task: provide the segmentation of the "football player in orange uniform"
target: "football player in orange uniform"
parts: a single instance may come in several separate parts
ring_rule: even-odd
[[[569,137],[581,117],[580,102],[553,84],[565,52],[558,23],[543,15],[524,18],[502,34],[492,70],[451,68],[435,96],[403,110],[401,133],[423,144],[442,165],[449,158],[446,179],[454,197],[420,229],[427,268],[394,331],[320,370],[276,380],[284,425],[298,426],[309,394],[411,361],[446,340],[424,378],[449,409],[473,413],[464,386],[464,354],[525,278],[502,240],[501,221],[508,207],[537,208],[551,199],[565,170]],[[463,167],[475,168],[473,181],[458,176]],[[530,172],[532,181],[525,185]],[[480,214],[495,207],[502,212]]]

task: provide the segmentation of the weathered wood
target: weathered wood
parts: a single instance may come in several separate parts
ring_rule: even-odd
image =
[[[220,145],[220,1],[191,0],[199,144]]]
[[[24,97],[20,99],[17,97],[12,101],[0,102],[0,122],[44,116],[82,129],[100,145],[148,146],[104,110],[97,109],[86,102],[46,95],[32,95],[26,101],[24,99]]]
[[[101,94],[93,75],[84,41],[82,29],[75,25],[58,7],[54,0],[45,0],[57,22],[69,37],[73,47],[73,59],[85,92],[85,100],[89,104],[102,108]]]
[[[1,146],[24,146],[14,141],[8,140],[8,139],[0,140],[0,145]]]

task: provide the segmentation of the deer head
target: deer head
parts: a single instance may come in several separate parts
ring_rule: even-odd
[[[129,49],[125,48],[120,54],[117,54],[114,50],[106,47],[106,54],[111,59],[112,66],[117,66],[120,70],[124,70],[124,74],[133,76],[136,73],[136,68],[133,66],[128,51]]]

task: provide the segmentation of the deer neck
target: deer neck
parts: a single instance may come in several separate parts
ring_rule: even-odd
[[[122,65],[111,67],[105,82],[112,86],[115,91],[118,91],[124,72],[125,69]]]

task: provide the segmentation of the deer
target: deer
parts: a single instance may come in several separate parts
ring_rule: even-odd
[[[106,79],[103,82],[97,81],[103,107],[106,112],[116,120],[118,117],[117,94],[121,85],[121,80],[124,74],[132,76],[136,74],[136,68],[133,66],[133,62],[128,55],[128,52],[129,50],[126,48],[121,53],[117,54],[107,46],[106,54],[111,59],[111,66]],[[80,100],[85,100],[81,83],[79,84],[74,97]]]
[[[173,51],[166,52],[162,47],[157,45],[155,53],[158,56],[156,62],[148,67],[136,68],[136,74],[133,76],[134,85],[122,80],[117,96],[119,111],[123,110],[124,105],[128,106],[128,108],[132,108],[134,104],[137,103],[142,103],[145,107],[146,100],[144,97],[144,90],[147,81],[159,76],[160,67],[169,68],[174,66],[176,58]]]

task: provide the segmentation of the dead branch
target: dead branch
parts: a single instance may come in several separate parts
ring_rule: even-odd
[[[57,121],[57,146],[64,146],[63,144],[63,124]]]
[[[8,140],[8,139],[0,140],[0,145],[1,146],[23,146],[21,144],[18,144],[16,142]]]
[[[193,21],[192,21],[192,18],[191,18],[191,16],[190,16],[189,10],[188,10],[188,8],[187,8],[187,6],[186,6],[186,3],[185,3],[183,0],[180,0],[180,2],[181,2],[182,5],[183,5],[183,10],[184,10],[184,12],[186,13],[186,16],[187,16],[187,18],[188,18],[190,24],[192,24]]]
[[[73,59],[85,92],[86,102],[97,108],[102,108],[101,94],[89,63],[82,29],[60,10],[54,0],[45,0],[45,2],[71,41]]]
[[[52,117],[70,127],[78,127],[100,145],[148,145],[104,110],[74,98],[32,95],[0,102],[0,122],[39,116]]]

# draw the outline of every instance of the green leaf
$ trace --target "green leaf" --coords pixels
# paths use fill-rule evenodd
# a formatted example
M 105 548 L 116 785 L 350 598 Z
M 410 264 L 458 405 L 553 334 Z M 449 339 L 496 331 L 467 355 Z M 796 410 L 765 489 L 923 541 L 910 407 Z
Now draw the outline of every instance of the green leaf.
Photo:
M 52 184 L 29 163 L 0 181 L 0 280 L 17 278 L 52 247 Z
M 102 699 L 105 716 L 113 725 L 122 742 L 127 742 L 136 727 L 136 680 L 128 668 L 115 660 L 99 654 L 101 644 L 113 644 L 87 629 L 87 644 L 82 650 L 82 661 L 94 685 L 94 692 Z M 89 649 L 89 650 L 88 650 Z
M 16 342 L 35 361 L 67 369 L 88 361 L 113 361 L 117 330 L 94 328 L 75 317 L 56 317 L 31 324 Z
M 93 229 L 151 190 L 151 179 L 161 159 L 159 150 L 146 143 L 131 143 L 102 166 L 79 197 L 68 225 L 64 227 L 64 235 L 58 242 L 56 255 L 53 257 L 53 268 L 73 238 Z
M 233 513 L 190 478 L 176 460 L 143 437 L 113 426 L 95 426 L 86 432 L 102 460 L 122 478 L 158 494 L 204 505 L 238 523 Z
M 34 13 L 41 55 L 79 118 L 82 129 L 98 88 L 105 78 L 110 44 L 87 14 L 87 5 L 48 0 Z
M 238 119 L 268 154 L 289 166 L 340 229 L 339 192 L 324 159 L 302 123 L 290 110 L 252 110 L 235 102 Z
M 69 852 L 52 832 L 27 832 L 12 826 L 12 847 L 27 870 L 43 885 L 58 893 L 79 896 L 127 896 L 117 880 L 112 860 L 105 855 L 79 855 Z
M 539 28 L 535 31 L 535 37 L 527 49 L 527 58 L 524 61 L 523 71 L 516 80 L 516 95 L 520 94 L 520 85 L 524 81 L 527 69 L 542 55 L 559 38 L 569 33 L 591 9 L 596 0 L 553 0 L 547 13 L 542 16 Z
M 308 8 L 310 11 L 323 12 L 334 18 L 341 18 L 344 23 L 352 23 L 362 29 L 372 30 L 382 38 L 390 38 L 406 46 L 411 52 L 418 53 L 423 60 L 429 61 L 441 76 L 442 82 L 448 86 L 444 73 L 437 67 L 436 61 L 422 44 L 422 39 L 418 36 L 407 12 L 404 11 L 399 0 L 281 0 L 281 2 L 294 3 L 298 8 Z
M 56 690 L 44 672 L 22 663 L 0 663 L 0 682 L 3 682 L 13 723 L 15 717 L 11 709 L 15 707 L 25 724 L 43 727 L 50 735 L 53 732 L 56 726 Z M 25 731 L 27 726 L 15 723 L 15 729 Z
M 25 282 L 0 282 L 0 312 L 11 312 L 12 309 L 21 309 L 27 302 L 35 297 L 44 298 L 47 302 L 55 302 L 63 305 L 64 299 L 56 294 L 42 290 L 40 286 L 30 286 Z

## DIRECTIVE
Lay out the stretch of the records from the line containing "# draw the outline" through the line containing "M 52 184 L 29" as a Markdown table. Use the columns Row and Line, number each row, and leave out blank lines.

## COMPLETE RESPONSE
| Row | Line |
|---|---|
| 1 | # draw the outline of every instance of the green leaf |
| 2 | $ trace --target "green leaf" --coords pixels |
| 3 | # paths use fill-rule evenodd |
| 4 | # a formatted example |
| 5 | M 105 548 L 116 785 L 350 598 Z |
| 6 | M 410 264 L 458 405 L 553 334 Z M 449 339 L 496 331 L 467 355 Z M 796 410 L 765 489 L 923 541 L 910 407 Z |
| 7 | Now draw the outline of every instance of the green leaf. |
| 8 | Photo: |
| 9 | M 52 184 L 29 163 L 0 181 L 0 280 L 17 278 L 52 247 Z |